++++ DATA FOR THE TASK ++++

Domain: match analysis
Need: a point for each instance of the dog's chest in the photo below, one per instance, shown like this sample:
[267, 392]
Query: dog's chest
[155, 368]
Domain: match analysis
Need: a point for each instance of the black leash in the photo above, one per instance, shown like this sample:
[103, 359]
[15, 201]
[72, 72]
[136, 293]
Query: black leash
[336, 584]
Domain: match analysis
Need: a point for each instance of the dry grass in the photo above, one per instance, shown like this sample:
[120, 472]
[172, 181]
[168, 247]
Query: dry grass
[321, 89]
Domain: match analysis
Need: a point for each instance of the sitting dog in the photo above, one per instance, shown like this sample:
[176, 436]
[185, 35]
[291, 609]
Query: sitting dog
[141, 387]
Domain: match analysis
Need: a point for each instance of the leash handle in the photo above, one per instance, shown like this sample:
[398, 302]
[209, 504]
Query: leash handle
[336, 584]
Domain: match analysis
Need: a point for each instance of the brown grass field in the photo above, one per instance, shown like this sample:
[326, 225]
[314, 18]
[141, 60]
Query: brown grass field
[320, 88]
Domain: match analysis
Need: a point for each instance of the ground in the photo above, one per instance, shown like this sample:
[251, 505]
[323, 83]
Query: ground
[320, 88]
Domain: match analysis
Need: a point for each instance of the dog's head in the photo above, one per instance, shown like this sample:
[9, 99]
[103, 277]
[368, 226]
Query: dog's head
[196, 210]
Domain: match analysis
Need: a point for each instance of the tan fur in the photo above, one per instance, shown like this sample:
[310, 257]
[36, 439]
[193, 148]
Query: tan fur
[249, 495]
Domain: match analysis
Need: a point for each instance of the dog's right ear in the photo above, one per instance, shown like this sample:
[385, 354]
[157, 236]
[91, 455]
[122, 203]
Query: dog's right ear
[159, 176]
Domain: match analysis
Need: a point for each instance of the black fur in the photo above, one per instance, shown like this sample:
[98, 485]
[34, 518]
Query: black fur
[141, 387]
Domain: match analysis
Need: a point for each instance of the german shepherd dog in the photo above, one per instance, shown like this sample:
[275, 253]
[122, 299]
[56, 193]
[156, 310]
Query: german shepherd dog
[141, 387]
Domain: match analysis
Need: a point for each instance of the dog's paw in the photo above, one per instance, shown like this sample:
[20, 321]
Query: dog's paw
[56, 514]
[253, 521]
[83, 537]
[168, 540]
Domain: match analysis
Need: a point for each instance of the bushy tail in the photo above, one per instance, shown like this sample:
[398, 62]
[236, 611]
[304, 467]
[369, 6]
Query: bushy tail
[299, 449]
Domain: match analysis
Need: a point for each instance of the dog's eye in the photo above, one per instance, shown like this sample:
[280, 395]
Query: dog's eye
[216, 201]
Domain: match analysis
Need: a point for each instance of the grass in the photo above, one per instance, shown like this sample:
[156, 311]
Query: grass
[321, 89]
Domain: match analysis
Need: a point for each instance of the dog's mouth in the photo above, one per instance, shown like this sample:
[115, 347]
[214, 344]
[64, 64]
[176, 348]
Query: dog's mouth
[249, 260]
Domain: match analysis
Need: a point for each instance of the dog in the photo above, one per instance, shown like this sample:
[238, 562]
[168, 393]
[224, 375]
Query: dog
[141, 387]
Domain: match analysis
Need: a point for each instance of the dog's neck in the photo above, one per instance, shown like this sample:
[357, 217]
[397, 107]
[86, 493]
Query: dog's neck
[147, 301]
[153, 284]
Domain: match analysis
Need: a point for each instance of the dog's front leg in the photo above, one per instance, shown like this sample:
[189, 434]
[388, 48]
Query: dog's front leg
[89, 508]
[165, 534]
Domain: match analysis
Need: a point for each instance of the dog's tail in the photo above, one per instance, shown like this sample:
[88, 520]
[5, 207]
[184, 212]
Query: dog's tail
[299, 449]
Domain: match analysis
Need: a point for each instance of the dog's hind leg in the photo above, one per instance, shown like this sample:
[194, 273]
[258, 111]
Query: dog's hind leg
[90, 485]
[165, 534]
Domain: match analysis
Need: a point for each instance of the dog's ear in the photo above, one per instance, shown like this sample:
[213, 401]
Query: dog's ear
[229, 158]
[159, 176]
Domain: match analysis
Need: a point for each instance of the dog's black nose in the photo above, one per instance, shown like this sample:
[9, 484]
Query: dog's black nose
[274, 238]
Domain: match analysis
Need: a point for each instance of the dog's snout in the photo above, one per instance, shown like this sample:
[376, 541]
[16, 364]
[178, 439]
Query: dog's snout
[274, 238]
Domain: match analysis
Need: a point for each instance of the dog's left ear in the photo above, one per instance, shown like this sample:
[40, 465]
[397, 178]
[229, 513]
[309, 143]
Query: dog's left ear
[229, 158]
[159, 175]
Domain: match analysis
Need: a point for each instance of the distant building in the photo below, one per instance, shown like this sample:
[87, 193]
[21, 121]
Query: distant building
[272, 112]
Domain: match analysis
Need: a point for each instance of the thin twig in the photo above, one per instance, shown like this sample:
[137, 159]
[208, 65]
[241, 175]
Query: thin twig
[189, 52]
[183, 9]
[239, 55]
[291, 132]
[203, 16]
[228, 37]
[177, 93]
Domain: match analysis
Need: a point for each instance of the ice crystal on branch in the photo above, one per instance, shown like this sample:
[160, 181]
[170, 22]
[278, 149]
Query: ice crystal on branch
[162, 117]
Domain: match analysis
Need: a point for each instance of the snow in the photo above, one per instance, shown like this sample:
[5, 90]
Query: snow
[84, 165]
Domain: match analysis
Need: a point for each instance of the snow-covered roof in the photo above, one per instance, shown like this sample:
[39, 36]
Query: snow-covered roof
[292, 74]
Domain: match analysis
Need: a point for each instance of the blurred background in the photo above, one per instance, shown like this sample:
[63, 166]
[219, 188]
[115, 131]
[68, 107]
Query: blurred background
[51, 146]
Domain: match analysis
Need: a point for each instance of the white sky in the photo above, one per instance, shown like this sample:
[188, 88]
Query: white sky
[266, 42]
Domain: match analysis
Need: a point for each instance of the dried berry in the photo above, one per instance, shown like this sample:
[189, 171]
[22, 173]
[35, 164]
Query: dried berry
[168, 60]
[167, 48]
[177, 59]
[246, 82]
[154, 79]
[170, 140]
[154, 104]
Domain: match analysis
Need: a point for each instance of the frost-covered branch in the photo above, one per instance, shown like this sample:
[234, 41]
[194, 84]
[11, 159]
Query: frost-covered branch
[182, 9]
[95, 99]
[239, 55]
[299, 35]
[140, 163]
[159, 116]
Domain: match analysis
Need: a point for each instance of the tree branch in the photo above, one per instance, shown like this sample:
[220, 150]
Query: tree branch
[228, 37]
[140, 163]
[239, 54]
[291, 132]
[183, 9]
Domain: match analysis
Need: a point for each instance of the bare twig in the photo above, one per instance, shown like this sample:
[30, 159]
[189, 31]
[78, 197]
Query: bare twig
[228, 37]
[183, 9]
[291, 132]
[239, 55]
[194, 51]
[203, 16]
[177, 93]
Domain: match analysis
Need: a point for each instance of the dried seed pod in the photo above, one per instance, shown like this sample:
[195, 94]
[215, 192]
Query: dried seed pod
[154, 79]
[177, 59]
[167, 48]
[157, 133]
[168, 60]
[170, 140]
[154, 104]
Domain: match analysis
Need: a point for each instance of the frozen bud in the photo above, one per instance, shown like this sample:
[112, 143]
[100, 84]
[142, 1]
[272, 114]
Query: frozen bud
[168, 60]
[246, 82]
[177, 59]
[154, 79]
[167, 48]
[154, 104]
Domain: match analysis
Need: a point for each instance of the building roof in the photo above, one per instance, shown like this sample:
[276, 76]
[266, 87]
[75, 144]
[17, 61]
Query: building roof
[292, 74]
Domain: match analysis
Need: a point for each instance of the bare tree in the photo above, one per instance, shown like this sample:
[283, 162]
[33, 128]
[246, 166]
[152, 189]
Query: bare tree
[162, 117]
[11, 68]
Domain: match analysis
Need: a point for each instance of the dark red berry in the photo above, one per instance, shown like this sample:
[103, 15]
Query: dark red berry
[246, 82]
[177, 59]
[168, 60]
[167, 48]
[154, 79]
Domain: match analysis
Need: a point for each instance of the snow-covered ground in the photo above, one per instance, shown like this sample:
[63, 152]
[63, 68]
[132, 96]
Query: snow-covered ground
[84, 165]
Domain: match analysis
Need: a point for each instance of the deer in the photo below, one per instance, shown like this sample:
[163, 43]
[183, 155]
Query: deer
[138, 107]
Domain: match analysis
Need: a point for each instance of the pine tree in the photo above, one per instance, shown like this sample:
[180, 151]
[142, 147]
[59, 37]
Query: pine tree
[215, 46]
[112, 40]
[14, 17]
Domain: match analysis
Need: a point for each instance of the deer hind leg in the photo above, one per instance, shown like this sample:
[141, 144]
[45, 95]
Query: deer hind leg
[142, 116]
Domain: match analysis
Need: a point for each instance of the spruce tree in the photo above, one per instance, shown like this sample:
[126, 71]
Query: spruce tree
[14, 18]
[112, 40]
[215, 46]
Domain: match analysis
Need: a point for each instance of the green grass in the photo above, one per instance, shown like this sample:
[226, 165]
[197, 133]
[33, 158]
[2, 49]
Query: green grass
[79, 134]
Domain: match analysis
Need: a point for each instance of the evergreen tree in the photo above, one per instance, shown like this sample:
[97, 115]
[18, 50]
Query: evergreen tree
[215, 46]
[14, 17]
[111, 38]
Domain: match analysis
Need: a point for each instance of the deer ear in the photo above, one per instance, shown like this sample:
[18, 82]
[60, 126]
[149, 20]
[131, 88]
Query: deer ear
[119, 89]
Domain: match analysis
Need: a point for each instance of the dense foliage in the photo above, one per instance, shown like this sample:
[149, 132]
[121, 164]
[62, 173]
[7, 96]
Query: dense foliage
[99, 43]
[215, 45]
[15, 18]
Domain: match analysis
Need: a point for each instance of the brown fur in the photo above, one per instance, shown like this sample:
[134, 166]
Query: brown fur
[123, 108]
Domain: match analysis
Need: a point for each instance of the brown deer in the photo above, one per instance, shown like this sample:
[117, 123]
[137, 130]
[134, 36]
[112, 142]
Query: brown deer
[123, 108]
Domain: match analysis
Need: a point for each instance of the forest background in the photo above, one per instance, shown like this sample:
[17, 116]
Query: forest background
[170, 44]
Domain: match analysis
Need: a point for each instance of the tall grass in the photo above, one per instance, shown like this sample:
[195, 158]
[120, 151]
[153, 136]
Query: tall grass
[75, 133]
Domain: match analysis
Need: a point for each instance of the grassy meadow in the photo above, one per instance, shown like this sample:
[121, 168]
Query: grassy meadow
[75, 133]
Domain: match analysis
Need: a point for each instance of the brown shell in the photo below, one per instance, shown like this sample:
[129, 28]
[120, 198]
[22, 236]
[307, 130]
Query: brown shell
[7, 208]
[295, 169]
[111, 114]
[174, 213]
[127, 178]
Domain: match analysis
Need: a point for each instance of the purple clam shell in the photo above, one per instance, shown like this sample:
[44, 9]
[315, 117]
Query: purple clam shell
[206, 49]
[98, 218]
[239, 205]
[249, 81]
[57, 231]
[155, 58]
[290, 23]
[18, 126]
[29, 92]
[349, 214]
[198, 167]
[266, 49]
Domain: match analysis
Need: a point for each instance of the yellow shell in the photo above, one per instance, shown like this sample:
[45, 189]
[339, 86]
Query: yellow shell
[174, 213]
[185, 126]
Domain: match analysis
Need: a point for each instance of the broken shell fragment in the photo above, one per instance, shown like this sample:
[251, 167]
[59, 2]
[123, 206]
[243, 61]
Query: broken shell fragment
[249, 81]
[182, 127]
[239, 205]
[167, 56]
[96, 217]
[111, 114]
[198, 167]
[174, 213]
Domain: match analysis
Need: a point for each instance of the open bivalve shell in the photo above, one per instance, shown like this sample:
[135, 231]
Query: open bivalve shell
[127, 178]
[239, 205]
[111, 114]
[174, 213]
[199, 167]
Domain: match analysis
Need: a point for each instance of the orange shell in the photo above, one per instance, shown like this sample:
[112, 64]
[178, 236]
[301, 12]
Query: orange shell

++++

= GOAL =
How many lines of the listing above contain the word "mouth"? Reply with the number only.

= SOLUTION BELOW =
2